WORK INSTRUCTIONS>
A. Please take the Google Cloud study excerpt and rewrite everything from "The study revealed" down to "more than ten.", changing "executives" to "respondents".
B. Answer these questions from the Google Cloud study excerpt:
(i) What percentage of executives say their organization is actively using AI agents?
(ii) What is Oliver Parker's title?
(iii) Which application of AI agents was the most common across industries, and at what percentage?
C. In the Google Cloud study excerpt, how does Oliver Parker say early adopters of agents secure dedicated budgets? Answer in one to three sentences.

═══ TEXT EXCERPT

Enterprises experience consistent year-over-year revenue growth from their generative AI initiatives and steady investment into AI and agentic projects, according to a new study from Google Cloud. 

The report also highlighted a new group of "agentic AI early adopters" whose organizations are deploying agents at scale and seeing higher rates of ROI from agentic AI in areas like customer service and experience, marketing, security operations and cybersecurity, and software development.

The Rise of AI Agents

The study revealed that AI agents — specialized large language models (LLMs) that can independently plan, reason, and perform tasks — are rapidly being adopted in organizations.

Key findings include:

  • Agents proliferating fast: More than half (52%) of executives report their organization is actively using AI agents, with 39% reporting their company has launched more than ten.
  • The early adopter advantage: A distinct group of "agentic AI early adopters," representing 13% of executives surveyed, indicate their organizations are dedicating at least 50% of their future AI budget to AI agents and already have agents deeply embedded across operations. 88% of these leaders report their organizations are seeing ROI from generative AI on at least one use case, compared to a 74% average across all organizations.
  • Higher rates of ROI: These early adopters are consistently more likely to report seeing ROI on agentic AI use cases. These include enhancing customer service and experience (43% vs. 36% average), boosting marketing effectiveness (41% vs. 33% average), strengthening security operations (40% vs. 30% average), and improved software development (37% vs 27% average).

"This year's research shows we're entering the next chapter of the AI wave. The conversation has moved from 'if' to 'how fast,' and the new differentiator is agentic AI," said Oliver Parker, VP, Global Generative AI Go-To-Market, Google Cloud. "Early adopters of agents are not just automating tasks; they are also redesigning core business processes. By championing AI as a core engine for competitive growth and thus securing dedicated budgets, they are providing a clear roadmap for any organization looking to scale, solve complex challenges, and achieve more consistent ROI."

Applications of Agentic AI

The study also highlighted diverse application of AI agents across various industries and regions:

  • Use cases span departments: The most common cross-industry applications for AI agents reported in the study were customer service and experience (49%), marketing (46%), security operations and cybersecurity (46%), and tech support (45%).

══════
═══ COLLECTED MATERIAL

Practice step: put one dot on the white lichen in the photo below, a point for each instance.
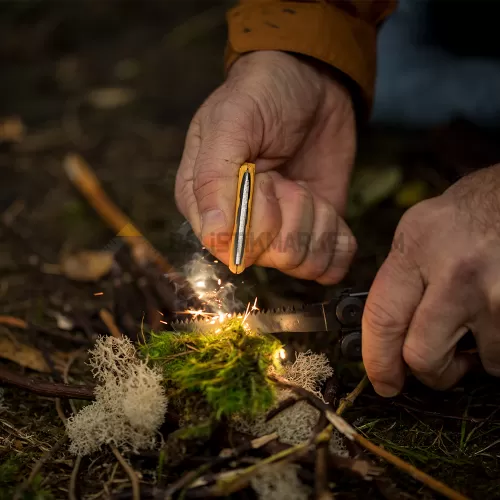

══════

RESULTS BY TASK>
A.
The study revealed that AI agents — specialized large language models (LLMs) that can independently plan, reason, and perform tasks — are rapidly being adopted in organizations.

Key findings include:

  • Agents proliferating fast: More than half (52%) of respondents report their organization is actively using AI agents, with 39% reporting their company has launched more than ten.

B.
(i) 52%
(ii) VP, Global Generative AI Go-To-Market, Google Cloud
(iii) Customer service and experience, at 49%

C. According to Parker, early adopters secure dedicated budgets by championing AI as a core engine for competitive growth. In doing so, they provide a clear roadmap for any organization looking to scale, solve complex challenges, and achieve more consistent ROI.